- _WHAT TO WORK ON_:
For each line below that contains the word "wooden", make a copy.

** ENTRIES SHOWN follows **

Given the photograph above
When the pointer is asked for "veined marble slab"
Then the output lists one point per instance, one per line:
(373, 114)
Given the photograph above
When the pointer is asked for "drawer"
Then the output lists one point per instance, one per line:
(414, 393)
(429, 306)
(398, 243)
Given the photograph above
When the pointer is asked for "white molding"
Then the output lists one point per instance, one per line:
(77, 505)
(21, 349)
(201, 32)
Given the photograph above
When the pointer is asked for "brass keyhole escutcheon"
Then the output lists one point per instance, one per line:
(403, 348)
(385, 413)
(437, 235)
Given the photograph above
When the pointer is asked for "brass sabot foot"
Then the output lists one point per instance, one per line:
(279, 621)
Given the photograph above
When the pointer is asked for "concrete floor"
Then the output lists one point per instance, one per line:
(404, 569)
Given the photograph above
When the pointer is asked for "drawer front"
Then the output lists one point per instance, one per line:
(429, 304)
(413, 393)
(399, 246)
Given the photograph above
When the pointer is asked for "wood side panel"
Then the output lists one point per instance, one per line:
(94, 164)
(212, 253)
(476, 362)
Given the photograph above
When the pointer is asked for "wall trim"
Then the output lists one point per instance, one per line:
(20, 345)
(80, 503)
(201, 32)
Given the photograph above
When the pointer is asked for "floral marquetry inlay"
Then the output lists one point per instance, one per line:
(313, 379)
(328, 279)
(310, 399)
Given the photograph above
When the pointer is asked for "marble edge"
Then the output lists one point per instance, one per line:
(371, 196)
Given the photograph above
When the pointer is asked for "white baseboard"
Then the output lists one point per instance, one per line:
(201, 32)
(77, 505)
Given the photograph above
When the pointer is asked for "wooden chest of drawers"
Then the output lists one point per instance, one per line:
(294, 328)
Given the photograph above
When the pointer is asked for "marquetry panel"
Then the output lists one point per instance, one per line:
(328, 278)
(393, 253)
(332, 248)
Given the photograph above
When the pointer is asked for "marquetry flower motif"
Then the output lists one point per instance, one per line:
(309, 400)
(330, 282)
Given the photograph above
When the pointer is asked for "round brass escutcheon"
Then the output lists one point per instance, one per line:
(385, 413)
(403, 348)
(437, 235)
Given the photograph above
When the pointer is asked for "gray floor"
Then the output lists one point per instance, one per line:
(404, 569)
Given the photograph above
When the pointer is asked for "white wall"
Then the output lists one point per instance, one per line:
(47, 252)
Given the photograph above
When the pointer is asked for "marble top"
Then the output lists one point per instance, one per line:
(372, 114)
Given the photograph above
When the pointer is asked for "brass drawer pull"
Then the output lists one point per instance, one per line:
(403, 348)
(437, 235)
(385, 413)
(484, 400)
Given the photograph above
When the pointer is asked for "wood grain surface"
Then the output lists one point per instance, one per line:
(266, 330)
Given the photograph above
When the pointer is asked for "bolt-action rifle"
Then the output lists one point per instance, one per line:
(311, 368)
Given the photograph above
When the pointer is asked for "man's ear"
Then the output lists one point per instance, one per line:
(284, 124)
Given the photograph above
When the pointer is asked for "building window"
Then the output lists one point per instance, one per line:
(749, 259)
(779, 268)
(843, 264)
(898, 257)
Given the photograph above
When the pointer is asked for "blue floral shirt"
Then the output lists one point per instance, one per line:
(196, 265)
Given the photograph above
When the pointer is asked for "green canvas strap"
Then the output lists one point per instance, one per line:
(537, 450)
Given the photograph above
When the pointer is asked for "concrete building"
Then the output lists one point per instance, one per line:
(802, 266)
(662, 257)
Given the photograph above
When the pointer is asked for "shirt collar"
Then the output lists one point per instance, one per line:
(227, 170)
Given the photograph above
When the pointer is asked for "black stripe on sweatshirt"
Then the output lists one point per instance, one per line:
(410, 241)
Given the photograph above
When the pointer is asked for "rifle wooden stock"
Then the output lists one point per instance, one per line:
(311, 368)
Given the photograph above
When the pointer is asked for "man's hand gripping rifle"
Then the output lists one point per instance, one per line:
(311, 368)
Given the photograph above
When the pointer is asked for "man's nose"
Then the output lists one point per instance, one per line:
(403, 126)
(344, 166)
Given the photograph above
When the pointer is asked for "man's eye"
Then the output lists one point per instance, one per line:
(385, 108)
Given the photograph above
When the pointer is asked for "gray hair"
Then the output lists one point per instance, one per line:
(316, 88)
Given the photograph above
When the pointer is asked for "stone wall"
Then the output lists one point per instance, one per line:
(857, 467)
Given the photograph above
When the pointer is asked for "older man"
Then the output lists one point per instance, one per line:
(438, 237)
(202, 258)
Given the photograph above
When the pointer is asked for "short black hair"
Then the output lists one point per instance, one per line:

** End of ENTRIES SHOWN **

- _RESPONSE BOX_:
When the pointer is asked for "wooden chest of drawers"
When the pointer is asked for "rifle wooden stock"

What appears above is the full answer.